== WORK REQUIRED ==
Identify every line in the entries below that contains the string "hair", and copy each of those lines. Case counts.

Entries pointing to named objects
============================================================

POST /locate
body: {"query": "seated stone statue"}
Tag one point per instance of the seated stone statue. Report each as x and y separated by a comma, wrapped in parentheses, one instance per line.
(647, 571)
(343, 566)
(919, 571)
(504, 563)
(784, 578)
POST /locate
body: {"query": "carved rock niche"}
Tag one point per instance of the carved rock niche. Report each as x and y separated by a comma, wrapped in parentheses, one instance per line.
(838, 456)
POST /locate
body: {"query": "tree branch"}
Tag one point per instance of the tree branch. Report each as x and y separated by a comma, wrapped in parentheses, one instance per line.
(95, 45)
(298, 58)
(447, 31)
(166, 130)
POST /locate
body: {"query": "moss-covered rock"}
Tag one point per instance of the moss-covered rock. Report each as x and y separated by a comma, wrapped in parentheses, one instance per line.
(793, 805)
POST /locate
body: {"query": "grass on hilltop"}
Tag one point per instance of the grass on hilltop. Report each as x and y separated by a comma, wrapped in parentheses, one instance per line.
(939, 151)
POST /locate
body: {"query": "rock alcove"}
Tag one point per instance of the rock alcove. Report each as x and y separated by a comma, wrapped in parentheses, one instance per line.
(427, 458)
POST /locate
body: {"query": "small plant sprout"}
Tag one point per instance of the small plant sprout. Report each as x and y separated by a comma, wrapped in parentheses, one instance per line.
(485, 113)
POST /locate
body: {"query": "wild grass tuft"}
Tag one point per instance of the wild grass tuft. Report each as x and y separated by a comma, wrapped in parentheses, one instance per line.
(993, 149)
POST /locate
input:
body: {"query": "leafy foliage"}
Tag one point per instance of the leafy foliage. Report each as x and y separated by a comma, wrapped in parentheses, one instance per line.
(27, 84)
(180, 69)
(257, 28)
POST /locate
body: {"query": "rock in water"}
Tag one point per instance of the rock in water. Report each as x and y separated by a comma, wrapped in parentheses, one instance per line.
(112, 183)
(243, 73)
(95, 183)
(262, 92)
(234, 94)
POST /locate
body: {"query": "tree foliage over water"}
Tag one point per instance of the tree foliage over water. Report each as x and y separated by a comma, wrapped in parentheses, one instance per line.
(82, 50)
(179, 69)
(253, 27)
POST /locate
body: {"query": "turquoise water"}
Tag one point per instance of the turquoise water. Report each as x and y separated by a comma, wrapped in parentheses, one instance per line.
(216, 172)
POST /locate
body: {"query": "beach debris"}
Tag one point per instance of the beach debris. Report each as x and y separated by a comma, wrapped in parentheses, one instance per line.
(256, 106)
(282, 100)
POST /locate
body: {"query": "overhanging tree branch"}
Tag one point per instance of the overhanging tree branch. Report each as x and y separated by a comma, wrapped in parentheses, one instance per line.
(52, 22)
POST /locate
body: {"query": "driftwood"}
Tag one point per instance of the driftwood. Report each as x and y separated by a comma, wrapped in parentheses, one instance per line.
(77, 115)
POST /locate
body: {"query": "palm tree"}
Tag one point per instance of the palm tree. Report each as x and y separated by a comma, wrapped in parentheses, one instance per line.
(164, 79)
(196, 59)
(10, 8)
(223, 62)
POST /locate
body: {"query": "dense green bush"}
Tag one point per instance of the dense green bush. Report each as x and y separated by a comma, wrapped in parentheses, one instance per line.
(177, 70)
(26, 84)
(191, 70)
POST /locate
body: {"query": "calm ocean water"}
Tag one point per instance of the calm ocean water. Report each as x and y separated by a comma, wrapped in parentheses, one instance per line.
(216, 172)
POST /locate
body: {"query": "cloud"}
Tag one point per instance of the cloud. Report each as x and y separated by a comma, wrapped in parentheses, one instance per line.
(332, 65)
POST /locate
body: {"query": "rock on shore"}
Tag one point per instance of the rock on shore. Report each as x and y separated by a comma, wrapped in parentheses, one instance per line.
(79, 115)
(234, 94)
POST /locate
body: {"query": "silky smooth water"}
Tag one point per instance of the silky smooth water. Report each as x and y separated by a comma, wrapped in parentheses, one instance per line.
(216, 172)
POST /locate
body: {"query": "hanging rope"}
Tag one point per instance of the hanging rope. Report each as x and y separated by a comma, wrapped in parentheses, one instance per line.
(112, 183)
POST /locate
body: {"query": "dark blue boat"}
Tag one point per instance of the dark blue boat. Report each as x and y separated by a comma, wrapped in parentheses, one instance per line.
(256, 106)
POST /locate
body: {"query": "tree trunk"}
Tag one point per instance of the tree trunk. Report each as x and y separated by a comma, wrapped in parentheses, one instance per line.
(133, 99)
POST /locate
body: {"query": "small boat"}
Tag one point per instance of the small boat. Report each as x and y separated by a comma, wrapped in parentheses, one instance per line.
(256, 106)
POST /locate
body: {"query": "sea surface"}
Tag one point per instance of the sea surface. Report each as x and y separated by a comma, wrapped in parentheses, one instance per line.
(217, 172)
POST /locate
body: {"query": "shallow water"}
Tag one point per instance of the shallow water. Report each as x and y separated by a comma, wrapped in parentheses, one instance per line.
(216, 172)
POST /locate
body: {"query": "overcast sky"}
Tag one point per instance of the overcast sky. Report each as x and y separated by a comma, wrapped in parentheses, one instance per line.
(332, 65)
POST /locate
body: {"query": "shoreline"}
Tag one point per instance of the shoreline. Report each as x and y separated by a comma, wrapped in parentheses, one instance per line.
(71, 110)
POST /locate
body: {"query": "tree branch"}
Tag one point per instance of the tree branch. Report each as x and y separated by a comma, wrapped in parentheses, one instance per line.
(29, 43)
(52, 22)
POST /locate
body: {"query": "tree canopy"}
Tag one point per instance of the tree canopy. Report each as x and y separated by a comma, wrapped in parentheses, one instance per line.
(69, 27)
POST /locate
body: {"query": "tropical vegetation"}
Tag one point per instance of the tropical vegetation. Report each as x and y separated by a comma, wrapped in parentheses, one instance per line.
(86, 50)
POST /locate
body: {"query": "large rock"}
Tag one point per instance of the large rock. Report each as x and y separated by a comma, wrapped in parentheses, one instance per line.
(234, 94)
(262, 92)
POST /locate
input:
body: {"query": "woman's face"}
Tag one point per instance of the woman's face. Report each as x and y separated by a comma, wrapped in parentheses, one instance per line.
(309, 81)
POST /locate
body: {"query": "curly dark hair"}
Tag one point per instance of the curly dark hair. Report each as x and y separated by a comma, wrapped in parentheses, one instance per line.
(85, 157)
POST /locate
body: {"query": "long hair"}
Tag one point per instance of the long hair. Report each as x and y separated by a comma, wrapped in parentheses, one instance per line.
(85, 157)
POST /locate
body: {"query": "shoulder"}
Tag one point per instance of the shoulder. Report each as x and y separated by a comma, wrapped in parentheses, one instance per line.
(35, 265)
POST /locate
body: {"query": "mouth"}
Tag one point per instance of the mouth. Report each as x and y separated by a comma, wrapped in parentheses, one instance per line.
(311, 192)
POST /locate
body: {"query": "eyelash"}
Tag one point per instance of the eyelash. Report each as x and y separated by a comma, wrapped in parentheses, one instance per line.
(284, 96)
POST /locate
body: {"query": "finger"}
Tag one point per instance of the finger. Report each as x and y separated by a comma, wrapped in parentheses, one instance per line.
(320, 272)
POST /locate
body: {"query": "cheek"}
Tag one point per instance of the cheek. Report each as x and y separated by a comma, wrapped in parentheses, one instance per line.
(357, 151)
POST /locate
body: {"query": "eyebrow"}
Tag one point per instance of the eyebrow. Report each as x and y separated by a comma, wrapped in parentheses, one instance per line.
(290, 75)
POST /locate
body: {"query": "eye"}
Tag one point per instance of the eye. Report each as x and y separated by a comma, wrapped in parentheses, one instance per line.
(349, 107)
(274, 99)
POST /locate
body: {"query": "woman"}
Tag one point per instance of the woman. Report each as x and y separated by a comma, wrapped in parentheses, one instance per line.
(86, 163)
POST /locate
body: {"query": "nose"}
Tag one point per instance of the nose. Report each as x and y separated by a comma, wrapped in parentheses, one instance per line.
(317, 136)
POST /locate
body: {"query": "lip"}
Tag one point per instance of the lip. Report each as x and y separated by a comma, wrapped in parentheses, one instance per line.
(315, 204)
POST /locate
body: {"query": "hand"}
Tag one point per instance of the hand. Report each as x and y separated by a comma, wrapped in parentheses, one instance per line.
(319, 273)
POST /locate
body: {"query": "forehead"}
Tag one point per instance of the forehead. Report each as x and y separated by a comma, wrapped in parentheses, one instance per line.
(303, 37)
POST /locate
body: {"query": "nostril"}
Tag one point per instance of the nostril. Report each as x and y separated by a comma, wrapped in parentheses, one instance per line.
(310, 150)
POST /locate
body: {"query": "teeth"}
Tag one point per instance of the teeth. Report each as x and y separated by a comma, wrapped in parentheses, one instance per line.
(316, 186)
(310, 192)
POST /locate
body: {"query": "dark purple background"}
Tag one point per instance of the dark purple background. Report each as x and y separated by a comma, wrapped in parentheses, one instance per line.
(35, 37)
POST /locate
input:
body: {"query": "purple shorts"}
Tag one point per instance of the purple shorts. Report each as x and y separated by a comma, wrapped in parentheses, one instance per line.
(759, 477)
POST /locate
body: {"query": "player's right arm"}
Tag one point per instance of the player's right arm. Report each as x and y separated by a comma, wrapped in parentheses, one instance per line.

============================================================

== FINAL RESULT ==
body: {"query": "curly dark hair"}
Tag one point per instance of the curly dark hair. Report each as x and y separated by a comma, wrapped in parentheses, one instance per line.
body: {"query": "long hair"}
Tag one point per instance of the long hair. Report each as x and y separated by a comma, wrapped in parentheses, one instance per line.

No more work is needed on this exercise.